• TASK: Pick up the article on the frozen Freezout Lake migration at the point where it stops, and keep writing it.

• STUDY TEXT:
..............................

Freezout Lake is frozen solid just weeks before the annual spring waterfowl migration that attracts hundreds of thousands of migrating geese and swans to the lake in addition to birdwatchers who flock to the lake to view them.
“Assuming birds even start showing up, there’s going to be a lot of sitting on the ice for some of the birds,” said Brent Lonner, a wildlife biologist for Montana Fish, Wildlife & Parks.
Montana is in the midst of a long, hard winter that’s left the Rocky Mountain Front and prairies to its east buried in snow, including Freezout, a premier wetland/prairie complex near Fairfield where 200 species of birds have been documented with up to 300,000 white geese counted during spring migration.
“Everything’s frozen,” Lonner said.
Not only is the water frozen, nearby fields where the birds feed is covered with snow.
The timing is terrible.
Like clockwork, birds begin showing up in droves in late March at Freezoutout, which was once a watering hole for buffalo. Today it attracts birdwatchers who witness skies, water and fields turned white by massive migrating flocks of geese and swans.
During the peak of the migration, the third week of March or early in the fourth week, an average of 70,000 “white geese” — mostly snow geese and Ross’s geese — visit the 12,000-acre complex daily.
Tundra and trumpeter swans also make a pit stop at Freezout.
“We had our first snow geese yesterday, about 25 flying around, probably trying to figure out where to go,” Lonner said.
He’s already getting calls from people inquiring about the migration.
He’s not entirely sure how the migration will play out this year, for bird or birdwatchers.
“Birds are thinking, ‘It’s that time of the year,’” Lonner said. “Then they get up here, and it’s still winter. It will be an interesting next few weeks from that perspective too.”

..............................

[Stored dataset lines]
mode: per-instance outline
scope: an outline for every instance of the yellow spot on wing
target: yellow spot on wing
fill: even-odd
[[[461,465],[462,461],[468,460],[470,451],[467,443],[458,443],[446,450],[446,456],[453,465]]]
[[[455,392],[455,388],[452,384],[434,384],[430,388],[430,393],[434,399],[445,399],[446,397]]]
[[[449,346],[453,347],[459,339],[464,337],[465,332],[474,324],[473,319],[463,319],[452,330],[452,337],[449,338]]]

..............................

• OUTPUT FOR THIS EXERCISE:
To add to the misery, the roads within the Freezout Wildlife Management Area are clogged with snow.
“You almost need four-wheel drive to get around,” Lonner said.
Freezout, which has a main lake and six ponds, can see up to 30 to 40 percent of a million white geese that use a flyway connecting wintering grounds in places such as Mexico and central California to nesting colonies in the arctic in Canada and Alaska.
During their journey, the birds stop at Freezout to feed in the grain fields and float on the open water.
Lonner doesn’t think the birds will find conditions much better north of Montana in Canada.
He’s not sure where they will go.
“They’ll scrounge around and get what they can, but if there’s no water, they will search out places elsewhere to get what they need: food and open water,” Lonner said.
There have been other years when Freezout has frozen but there’s usually open water by the time the peak migration hits, Lonner said.
Freezout Lake is located in a glacial basin and its water is prone to freezing in the winter, hence the name.
The area was originally known as Freezout Flats because it was just generally cold, windy and inhospitable, Lonner said.
But in most years there's open water by the time the peak waterfowl migration hits, he said.